▶ [WHAT YOU WILL DO]:
Every line from the one bearing "Place one pin on each instance of the yellow" through the last line of the entries should be printed exactly, with no other output.

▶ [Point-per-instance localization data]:
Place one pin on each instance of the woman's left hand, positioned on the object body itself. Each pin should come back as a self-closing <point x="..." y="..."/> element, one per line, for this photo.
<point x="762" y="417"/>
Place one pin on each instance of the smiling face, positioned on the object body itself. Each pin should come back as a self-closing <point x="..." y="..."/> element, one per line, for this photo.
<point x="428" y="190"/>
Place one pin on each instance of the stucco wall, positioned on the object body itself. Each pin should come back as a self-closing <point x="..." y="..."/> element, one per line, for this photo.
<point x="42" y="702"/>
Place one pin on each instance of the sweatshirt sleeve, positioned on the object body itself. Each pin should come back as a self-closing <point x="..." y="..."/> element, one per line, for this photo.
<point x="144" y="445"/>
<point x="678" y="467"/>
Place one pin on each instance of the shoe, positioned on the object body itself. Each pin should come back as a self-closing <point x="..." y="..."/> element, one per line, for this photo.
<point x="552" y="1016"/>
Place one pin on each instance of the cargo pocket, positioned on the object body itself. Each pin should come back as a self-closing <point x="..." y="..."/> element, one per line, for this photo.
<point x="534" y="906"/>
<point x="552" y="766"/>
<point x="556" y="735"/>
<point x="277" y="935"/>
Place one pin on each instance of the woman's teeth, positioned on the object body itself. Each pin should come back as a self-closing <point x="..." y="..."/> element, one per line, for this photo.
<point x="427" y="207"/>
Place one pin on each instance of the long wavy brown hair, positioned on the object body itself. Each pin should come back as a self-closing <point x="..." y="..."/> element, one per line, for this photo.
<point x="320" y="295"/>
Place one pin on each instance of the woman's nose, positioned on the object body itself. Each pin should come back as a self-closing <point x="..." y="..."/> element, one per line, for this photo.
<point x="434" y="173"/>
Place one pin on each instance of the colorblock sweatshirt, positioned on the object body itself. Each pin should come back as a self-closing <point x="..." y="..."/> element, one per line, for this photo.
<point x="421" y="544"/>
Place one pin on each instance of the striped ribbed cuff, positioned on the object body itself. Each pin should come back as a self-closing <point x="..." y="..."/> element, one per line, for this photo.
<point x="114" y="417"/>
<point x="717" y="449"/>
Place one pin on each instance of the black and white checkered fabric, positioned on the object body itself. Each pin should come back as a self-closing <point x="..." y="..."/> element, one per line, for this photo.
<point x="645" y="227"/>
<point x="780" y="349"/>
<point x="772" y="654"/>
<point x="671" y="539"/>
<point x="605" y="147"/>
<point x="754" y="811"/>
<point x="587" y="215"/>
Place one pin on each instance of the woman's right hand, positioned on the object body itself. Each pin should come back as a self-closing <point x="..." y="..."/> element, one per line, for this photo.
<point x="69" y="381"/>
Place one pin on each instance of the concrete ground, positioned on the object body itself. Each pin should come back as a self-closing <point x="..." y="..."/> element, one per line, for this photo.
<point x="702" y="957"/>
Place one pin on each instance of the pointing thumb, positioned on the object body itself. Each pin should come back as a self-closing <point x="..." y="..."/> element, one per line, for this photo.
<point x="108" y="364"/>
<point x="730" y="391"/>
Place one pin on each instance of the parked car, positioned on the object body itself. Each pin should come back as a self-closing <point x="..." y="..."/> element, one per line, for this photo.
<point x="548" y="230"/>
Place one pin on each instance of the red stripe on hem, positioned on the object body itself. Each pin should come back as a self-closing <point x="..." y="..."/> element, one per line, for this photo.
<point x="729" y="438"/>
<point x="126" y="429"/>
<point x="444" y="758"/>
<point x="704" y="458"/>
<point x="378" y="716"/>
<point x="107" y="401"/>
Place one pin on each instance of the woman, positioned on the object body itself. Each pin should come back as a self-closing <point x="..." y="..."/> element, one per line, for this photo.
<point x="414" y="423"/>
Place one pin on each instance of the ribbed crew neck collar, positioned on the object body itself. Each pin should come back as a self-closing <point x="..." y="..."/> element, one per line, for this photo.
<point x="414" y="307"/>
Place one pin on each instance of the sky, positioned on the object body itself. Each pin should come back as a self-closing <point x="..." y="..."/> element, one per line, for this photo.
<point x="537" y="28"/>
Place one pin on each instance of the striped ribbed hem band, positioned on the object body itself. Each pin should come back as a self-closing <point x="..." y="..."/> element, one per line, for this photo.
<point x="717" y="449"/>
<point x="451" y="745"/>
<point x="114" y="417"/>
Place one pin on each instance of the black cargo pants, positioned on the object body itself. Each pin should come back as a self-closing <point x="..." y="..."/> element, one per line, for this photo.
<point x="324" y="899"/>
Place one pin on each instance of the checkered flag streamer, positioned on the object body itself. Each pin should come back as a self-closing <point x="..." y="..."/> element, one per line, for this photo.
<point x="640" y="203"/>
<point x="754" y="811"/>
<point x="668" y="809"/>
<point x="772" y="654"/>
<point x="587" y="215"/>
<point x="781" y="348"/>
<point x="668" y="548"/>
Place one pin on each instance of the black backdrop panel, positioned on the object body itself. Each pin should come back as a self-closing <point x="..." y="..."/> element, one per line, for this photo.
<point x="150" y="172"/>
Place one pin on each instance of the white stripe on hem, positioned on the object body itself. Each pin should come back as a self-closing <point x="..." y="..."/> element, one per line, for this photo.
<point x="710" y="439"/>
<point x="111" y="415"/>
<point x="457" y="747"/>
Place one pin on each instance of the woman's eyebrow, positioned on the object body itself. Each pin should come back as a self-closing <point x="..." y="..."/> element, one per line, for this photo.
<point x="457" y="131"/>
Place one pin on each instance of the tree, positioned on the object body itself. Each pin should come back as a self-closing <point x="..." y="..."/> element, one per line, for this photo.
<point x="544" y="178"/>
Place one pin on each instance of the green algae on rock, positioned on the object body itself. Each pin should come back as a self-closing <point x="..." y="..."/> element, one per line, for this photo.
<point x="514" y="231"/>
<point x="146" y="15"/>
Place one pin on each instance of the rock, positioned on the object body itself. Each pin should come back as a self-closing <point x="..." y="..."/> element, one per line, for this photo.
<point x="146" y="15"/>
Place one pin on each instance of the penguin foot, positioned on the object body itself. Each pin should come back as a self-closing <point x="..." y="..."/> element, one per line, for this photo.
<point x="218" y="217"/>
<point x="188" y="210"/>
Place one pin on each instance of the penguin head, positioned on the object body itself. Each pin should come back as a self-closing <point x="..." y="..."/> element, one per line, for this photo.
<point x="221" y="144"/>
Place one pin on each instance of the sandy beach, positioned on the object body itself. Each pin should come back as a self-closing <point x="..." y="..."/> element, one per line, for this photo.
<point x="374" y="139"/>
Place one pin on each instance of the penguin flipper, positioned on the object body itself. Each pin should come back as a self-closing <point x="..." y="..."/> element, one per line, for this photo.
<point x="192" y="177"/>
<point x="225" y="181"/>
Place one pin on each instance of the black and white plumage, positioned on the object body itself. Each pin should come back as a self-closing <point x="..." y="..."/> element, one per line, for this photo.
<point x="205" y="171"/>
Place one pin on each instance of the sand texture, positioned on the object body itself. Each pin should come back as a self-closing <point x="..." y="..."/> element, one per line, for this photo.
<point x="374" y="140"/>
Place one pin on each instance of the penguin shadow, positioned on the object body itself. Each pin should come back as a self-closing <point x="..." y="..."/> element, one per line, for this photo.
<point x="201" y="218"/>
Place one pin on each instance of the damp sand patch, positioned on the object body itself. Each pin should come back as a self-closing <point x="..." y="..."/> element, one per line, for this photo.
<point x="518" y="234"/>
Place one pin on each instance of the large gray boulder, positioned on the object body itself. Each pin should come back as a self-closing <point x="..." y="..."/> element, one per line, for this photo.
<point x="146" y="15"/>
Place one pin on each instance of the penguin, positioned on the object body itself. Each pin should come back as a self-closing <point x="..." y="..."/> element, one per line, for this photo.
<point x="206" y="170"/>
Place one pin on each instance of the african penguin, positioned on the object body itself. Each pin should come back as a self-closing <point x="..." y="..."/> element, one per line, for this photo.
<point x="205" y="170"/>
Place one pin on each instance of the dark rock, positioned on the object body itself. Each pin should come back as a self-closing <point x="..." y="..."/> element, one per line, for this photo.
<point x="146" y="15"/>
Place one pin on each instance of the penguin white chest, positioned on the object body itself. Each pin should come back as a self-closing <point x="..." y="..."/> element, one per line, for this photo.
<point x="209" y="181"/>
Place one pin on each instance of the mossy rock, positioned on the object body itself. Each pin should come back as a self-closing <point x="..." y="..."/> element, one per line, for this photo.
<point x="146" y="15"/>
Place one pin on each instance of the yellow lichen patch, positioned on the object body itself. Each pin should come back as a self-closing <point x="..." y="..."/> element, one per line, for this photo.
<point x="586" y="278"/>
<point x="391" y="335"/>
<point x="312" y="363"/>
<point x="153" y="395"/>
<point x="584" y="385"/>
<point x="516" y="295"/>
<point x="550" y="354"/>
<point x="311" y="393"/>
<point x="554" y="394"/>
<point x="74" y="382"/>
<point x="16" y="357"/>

▶ [SOLUTION BELOW]:
Place one pin on each instance of the yellow lichen patch, positioned on the object body itself. Each pin should come back as a self-closing <point x="..." y="..."/> element, one per line, for this photo.
<point x="586" y="278"/>
<point x="391" y="335"/>
<point x="312" y="363"/>
<point x="153" y="395"/>
<point x="584" y="385"/>
<point x="516" y="295"/>
<point x="550" y="354"/>
<point x="311" y="393"/>
<point x="554" y="394"/>
<point x="74" y="382"/>
<point x="16" y="357"/>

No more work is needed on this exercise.